Transcribe the records in their entirety, exactly as given.

**PROVIDED INFORMATION**
────
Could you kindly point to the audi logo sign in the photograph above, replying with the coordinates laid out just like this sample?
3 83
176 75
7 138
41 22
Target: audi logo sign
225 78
────
**RESPONSE TO THE EXERCISE**
Could you kindly point to the audi logo sign in the photograph above, replying with the coordinates laid out just like this sample?
3 83
176 75
7 138
41 22
Target: audi logo sign
225 78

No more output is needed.